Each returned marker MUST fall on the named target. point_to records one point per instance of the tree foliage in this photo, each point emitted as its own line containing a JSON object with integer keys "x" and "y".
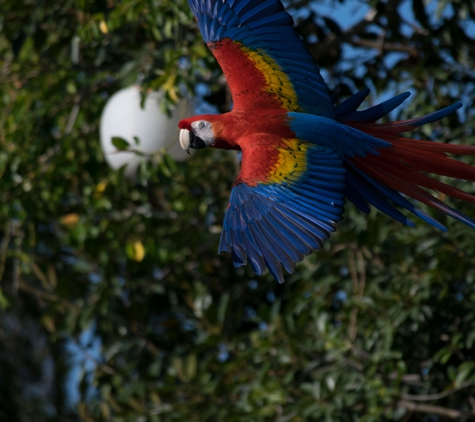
{"x": 379, "y": 325}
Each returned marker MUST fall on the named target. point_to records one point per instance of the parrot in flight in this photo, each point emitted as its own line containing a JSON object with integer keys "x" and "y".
{"x": 302, "y": 156}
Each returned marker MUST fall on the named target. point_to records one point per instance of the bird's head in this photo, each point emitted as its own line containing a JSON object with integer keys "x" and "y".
{"x": 196, "y": 132}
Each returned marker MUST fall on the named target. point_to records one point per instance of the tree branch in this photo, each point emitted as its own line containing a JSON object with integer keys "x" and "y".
{"x": 435, "y": 410}
{"x": 429, "y": 397}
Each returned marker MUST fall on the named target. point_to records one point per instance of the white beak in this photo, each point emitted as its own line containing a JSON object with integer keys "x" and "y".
{"x": 185, "y": 140}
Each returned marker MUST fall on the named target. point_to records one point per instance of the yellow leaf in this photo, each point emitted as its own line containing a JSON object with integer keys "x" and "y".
{"x": 103, "y": 27}
{"x": 139, "y": 251}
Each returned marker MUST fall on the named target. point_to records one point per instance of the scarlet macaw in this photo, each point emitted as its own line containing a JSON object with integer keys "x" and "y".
{"x": 301, "y": 155}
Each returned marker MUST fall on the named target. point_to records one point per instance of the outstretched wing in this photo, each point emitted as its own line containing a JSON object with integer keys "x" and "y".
{"x": 265, "y": 62}
{"x": 286, "y": 201}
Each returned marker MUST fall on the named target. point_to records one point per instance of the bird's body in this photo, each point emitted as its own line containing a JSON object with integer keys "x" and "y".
{"x": 301, "y": 155}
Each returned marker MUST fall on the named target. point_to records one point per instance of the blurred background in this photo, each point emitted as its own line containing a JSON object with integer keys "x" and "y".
{"x": 114, "y": 304}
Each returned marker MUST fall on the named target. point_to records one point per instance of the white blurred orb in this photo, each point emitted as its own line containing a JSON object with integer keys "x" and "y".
{"x": 123, "y": 117}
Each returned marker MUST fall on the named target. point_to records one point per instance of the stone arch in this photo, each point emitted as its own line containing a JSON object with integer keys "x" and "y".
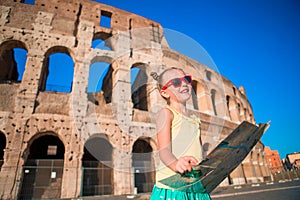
{"x": 2, "y": 148}
{"x": 204, "y": 100}
{"x": 9, "y": 65}
{"x": 213, "y": 94}
{"x": 55, "y": 80}
{"x": 106, "y": 79}
{"x": 143, "y": 165}
{"x": 139, "y": 86}
{"x": 102, "y": 40}
{"x": 43, "y": 168}
{"x": 97, "y": 166}
{"x": 232, "y": 108}
{"x": 194, "y": 97}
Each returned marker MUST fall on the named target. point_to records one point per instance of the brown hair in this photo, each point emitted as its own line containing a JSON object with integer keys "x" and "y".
{"x": 159, "y": 78}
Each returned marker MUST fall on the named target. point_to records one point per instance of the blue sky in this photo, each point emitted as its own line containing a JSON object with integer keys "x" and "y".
{"x": 254, "y": 43}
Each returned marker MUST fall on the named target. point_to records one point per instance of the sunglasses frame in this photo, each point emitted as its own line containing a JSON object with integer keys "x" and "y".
{"x": 171, "y": 82}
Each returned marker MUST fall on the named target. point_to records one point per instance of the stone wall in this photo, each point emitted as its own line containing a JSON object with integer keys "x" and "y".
{"x": 29, "y": 112}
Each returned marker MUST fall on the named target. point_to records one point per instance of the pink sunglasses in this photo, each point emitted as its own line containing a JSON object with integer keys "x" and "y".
{"x": 177, "y": 82}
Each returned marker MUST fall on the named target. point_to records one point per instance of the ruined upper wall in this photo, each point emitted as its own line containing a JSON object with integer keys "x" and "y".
{"x": 67, "y": 14}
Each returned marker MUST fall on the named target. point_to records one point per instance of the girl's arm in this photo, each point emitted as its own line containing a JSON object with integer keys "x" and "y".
{"x": 164, "y": 138}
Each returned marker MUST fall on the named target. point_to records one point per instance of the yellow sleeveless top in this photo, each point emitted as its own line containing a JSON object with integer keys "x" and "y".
{"x": 185, "y": 142}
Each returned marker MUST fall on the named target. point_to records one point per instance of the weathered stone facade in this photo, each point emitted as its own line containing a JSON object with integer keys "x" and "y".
{"x": 120, "y": 118}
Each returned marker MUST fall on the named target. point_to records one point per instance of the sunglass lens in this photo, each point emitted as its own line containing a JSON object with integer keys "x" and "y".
{"x": 188, "y": 79}
{"x": 176, "y": 82}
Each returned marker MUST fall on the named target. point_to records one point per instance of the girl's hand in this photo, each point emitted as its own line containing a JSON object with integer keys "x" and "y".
{"x": 185, "y": 163}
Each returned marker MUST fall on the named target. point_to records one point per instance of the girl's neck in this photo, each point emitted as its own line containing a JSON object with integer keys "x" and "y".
{"x": 181, "y": 108}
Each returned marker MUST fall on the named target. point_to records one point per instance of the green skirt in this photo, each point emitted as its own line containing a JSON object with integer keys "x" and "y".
{"x": 161, "y": 193}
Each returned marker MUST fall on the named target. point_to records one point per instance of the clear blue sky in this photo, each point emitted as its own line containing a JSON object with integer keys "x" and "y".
{"x": 254, "y": 43}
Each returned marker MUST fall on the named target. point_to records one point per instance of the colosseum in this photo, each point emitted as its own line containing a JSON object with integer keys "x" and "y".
{"x": 66, "y": 136}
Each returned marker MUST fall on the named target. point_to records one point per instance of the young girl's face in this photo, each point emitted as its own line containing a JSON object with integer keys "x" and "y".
{"x": 177, "y": 86}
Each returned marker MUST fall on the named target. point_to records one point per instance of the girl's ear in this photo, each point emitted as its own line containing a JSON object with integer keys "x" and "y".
{"x": 164, "y": 94}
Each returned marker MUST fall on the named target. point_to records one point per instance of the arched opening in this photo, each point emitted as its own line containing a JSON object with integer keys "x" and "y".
{"x": 102, "y": 41}
{"x": 194, "y": 95}
{"x": 58, "y": 71}
{"x": 228, "y": 106}
{"x": 143, "y": 166}
{"x": 2, "y": 147}
{"x": 100, "y": 83}
{"x": 43, "y": 169}
{"x": 139, "y": 82}
{"x": 213, "y": 100}
{"x": 13, "y": 55}
{"x": 97, "y": 167}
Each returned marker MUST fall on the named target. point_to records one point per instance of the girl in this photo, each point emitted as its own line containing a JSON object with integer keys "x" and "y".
{"x": 178, "y": 135}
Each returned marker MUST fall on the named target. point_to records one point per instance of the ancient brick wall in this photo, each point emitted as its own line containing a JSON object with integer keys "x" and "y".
{"x": 118, "y": 118}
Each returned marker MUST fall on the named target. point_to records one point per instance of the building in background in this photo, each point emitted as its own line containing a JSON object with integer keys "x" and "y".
{"x": 273, "y": 160}
{"x": 88, "y": 128}
{"x": 292, "y": 161}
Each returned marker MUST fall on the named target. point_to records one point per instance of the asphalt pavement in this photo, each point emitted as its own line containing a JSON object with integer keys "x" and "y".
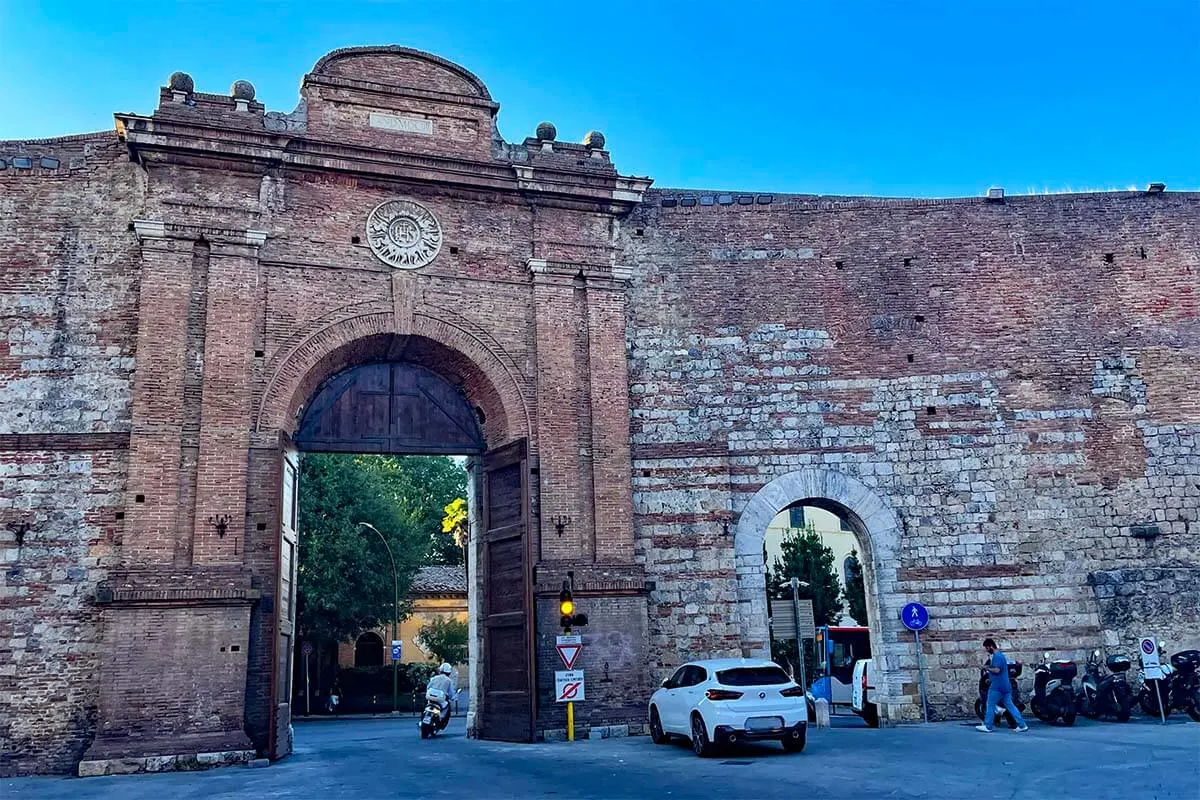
{"x": 384, "y": 758}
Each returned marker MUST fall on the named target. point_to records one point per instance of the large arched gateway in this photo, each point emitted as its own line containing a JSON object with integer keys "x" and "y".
{"x": 999, "y": 392}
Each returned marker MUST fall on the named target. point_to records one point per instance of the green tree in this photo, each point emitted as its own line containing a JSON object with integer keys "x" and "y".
{"x": 805, "y": 557}
{"x": 445, "y": 638}
{"x": 856, "y": 589}
{"x": 421, "y": 487}
{"x": 345, "y": 583}
{"x": 454, "y": 523}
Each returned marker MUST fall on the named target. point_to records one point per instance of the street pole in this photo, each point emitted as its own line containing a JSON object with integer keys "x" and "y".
{"x": 395, "y": 618}
{"x": 921, "y": 671}
{"x": 799, "y": 637}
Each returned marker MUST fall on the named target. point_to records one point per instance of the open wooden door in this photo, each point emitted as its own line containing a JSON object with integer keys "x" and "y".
{"x": 508, "y": 708}
{"x": 286, "y": 600}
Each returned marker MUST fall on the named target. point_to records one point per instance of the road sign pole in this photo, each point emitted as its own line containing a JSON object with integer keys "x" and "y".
{"x": 799, "y": 635}
{"x": 921, "y": 671}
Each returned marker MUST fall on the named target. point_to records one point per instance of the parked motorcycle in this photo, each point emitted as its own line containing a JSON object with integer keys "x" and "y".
{"x": 1014, "y": 671}
{"x": 1156, "y": 689}
{"x": 1105, "y": 695}
{"x": 1177, "y": 689}
{"x": 437, "y": 713}
{"x": 1054, "y": 691}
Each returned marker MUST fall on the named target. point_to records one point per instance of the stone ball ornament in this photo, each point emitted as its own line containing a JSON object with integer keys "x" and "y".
{"x": 241, "y": 90}
{"x": 403, "y": 234}
{"x": 181, "y": 82}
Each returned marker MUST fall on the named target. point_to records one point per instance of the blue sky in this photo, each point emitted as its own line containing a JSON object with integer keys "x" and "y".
{"x": 834, "y": 97}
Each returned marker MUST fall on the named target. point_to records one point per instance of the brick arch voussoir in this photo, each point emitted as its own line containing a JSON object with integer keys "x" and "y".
{"x": 292, "y": 372}
{"x": 879, "y": 531}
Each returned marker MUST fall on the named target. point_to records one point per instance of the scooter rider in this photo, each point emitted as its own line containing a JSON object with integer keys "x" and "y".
{"x": 443, "y": 681}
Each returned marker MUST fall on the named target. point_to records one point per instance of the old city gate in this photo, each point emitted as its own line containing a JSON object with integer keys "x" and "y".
{"x": 372, "y": 274}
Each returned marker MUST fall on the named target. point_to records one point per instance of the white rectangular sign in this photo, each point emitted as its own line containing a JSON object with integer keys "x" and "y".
{"x": 569, "y": 686}
{"x": 402, "y": 122}
{"x": 1151, "y": 667}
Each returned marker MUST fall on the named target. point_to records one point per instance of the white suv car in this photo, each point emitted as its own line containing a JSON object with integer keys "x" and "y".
{"x": 725, "y": 701}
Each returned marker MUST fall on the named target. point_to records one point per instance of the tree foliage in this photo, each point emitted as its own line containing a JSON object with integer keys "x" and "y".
{"x": 805, "y": 557}
{"x": 445, "y": 638}
{"x": 345, "y": 583}
{"x": 454, "y": 522}
{"x": 856, "y": 589}
{"x": 421, "y": 487}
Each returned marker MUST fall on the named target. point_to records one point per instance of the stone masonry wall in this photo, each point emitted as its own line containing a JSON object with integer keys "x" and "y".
{"x": 67, "y": 288}
{"x": 1015, "y": 380}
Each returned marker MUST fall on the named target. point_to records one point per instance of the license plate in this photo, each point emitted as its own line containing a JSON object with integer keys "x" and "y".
{"x": 765, "y": 723}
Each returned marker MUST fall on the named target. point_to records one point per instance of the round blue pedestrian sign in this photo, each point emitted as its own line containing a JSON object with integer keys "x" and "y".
{"x": 915, "y": 617}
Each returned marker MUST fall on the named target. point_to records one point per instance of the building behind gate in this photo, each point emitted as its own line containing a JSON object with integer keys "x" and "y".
{"x": 997, "y": 394}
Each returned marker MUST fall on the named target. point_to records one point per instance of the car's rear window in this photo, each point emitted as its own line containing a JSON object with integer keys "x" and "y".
{"x": 753, "y": 677}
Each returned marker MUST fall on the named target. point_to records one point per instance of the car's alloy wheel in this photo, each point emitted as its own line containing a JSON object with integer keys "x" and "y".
{"x": 700, "y": 744}
{"x": 658, "y": 735}
{"x": 795, "y": 741}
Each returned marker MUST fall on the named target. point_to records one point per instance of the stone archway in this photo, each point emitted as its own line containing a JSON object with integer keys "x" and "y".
{"x": 879, "y": 529}
{"x": 358, "y": 388}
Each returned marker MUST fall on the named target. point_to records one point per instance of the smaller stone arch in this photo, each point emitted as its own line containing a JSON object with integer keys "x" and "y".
{"x": 879, "y": 529}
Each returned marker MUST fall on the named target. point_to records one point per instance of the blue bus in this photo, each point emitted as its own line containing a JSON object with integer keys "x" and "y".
{"x": 835, "y": 650}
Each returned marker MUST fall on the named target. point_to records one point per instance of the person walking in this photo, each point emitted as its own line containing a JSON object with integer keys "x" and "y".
{"x": 1000, "y": 689}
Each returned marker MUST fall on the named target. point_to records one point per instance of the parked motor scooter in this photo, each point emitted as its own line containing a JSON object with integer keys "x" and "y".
{"x": 437, "y": 713}
{"x": 1156, "y": 689}
{"x": 1054, "y": 691}
{"x": 1014, "y": 671}
{"x": 1105, "y": 695}
{"x": 1177, "y": 689}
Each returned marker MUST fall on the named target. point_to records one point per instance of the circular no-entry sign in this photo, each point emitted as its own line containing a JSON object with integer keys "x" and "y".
{"x": 915, "y": 617}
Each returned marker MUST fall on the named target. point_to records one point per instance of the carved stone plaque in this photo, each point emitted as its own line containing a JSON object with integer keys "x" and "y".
{"x": 403, "y": 234}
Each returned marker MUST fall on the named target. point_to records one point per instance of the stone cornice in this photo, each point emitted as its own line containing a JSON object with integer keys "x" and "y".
{"x": 202, "y": 142}
{"x": 159, "y": 229}
{"x": 597, "y": 275}
{"x": 313, "y": 79}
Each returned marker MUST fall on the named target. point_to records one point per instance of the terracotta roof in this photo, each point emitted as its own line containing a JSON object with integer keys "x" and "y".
{"x": 439, "y": 581}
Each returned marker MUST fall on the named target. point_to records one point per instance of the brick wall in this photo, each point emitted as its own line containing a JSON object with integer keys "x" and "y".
{"x": 1008, "y": 378}
{"x": 1002, "y": 394}
{"x": 67, "y": 294}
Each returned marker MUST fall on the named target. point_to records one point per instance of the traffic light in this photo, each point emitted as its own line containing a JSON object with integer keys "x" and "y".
{"x": 567, "y": 615}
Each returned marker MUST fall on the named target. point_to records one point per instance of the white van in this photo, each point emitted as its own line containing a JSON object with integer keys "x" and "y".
{"x": 863, "y": 695}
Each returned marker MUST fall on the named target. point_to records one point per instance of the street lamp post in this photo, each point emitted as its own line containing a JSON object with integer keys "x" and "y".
{"x": 799, "y": 637}
{"x": 395, "y": 618}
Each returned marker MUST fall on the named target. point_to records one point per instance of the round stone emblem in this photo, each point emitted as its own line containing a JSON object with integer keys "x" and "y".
{"x": 403, "y": 234}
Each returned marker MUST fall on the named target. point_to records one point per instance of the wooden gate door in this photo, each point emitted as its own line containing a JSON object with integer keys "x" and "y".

[Stated goal]: Each line from the one containing "of the terracotta" to the end of the records should be echoed exactly, and no other line.

[Solution to this problem]:
Each returned marker MUST fall on the named target. point_to records one point per instance of the terracotta roof in this photo, each point emitted as its own line containing a JSON object with integer keys "x" and "y".
{"x": 439, "y": 581}
Each returned marker MUST fall on the named target. point_to records one point per instance of the brick wall in this photo, each point emitted as its own line containing a JSON object with integer keys "x" and "y".
{"x": 1008, "y": 378}
{"x": 1002, "y": 394}
{"x": 67, "y": 294}
Each returned marker MUST fall on the named target. point_to records one point per instance of the traffic light in this photo, each point emitted as its own line containing a JSON object with integer keys "x" and "y".
{"x": 567, "y": 615}
Each returned marker MUST fall on the named target. point_to records one point per instance of the white van in this photo, each point emitted as its own line containing a JSON object with integer keys "x" and "y".
{"x": 863, "y": 695}
Each returned marker MUST fall on the named target. point_to records one point per instance of the street lamp post in this photo, each point emitted as its own line containing a JSON object with integer keys "x" and "y".
{"x": 799, "y": 637}
{"x": 395, "y": 618}
Each returned marker MUST fall on the named target. point_to records one point per instance of the round stone emblem in this photo, each point emitted as its own line containing a JSON object with integer keys "x" and "y".
{"x": 403, "y": 234}
Each returned marker MUST fall on the named target. point_to records one point per instance of the wooden gate door in this photo, each point emitted as its own line containing a JSON object with integer keys "x" and "y".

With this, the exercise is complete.